» Set task
Without altering anything, output the material below.
==== Record set ====
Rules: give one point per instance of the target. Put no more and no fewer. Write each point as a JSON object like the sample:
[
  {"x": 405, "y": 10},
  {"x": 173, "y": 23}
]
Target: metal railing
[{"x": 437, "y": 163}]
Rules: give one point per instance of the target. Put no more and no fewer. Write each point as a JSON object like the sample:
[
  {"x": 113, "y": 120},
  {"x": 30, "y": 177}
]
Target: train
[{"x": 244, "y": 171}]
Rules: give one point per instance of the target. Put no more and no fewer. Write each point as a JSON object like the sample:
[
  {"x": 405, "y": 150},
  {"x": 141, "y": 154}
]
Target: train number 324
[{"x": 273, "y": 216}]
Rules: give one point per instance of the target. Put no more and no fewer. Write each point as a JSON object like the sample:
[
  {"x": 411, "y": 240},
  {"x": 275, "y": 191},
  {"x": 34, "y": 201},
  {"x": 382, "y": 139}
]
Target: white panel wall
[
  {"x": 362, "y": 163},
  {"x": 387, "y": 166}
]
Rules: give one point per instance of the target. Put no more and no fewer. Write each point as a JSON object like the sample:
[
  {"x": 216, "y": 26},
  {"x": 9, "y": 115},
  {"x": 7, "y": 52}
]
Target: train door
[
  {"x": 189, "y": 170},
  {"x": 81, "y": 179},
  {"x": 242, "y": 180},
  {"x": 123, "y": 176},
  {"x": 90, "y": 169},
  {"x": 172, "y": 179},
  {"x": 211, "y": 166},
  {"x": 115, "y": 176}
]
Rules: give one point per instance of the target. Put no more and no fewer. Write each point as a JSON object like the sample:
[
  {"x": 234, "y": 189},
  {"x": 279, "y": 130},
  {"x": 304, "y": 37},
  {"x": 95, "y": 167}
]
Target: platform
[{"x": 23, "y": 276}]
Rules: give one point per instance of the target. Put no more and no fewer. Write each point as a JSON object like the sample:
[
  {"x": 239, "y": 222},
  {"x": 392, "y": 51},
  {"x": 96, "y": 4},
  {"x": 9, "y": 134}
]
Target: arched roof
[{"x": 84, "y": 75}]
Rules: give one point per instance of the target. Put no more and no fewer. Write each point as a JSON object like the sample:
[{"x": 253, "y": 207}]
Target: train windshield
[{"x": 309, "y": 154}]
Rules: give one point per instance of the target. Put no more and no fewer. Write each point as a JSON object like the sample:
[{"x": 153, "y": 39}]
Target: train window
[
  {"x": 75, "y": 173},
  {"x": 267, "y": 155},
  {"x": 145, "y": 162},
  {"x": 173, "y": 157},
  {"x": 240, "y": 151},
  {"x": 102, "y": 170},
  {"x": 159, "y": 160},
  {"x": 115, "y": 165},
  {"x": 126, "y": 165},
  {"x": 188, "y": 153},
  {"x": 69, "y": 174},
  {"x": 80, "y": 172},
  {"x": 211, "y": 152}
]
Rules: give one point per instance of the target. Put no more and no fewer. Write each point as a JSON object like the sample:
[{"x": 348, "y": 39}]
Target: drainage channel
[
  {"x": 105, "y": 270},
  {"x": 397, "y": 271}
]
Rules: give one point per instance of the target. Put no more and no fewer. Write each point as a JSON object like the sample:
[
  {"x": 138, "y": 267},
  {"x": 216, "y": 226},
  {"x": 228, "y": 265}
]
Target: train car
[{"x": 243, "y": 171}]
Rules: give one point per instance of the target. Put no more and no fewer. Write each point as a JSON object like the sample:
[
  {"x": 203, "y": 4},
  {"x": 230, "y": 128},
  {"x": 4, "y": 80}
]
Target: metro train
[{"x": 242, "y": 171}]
====
» The solution
Rules: give one point per instance of the target. Put no more and no fewer. Write each point as a JSON object like the sample:
[
  {"x": 405, "y": 10},
  {"x": 173, "y": 23}
]
Target: metal railing
[{"x": 437, "y": 163}]
Rules: give one point per instance of the target. Put no more and no fewer. Write each point as a JSON object like the sample:
[
  {"x": 113, "y": 120},
  {"x": 30, "y": 177}
]
Target: train
[{"x": 244, "y": 171}]
Rules: give one point per instance of the target. Put no more and no fewer. Write each point as a JSON object like the sample:
[
  {"x": 405, "y": 150},
  {"x": 141, "y": 154}
]
Target: train number 324
[{"x": 273, "y": 216}]
Rules: give one point per instance of the target. Put no more and no fewer. Write each point as a JSON object like the sample:
[
  {"x": 411, "y": 240},
  {"x": 275, "y": 191},
  {"x": 34, "y": 201},
  {"x": 382, "y": 139}
]
Target: white panel wall
[
  {"x": 362, "y": 163},
  {"x": 387, "y": 166}
]
Rules: give one point per instance of the target. Put no more and no fewer. Write each point as a JSON object like the sample:
[
  {"x": 216, "y": 26},
  {"x": 9, "y": 115},
  {"x": 7, "y": 52}
]
Target: train door
[
  {"x": 189, "y": 170},
  {"x": 81, "y": 179},
  {"x": 242, "y": 180},
  {"x": 123, "y": 176},
  {"x": 90, "y": 169},
  {"x": 172, "y": 179},
  {"x": 211, "y": 166},
  {"x": 115, "y": 176}
]
Rules: give one point per instance of the target. Put no more and no fewer. Write each point as a JSON object like the sample:
[
  {"x": 234, "y": 189},
  {"x": 279, "y": 130},
  {"x": 304, "y": 37},
  {"x": 95, "y": 167}
]
Target: platform
[{"x": 23, "y": 276}]
Rules: give one point per instance of the target. Put no more and no fewer. Write each point as a JSON object like the sample:
[
  {"x": 239, "y": 222},
  {"x": 392, "y": 51},
  {"x": 96, "y": 4},
  {"x": 9, "y": 134}
]
Target: arched roof
[{"x": 84, "y": 75}]
Rules: give one point per instance of the target. Put no more and no fewer. Write each point as a JSON object like the sample:
[{"x": 253, "y": 207}]
Target: train windshield
[{"x": 309, "y": 154}]
Rules: give one point per instance of the target. Put no more and no fewer. Write each point as a JSON object like the sample:
[{"x": 153, "y": 39}]
Target: train window
[
  {"x": 75, "y": 173},
  {"x": 267, "y": 155},
  {"x": 145, "y": 162},
  {"x": 173, "y": 157},
  {"x": 240, "y": 151},
  {"x": 102, "y": 170},
  {"x": 159, "y": 160},
  {"x": 115, "y": 165},
  {"x": 126, "y": 165},
  {"x": 188, "y": 153},
  {"x": 69, "y": 174},
  {"x": 80, "y": 172},
  {"x": 211, "y": 152}
]
Rules: give one point per instance of the target. Put no more and no fewer. Write each point as a JSON object like the sample:
[{"x": 348, "y": 39}]
Target: drainage channel
[
  {"x": 105, "y": 270},
  {"x": 397, "y": 271}
]
Rules: give one point per instance of the target. Put no more and no fewer. Write each point as a JSON object like the sample:
[
  {"x": 138, "y": 267},
  {"x": 216, "y": 226},
  {"x": 228, "y": 265}
]
Target: train car
[{"x": 243, "y": 171}]
Rules: give one point per instance of the target. Put no more and no fewer. Write each point as a JSON object like the sample:
[
  {"x": 203, "y": 4},
  {"x": 230, "y": 128},
  {"x": 4, "y": 80}
]
Target: metro train
[{"x": 242, "y": 171}]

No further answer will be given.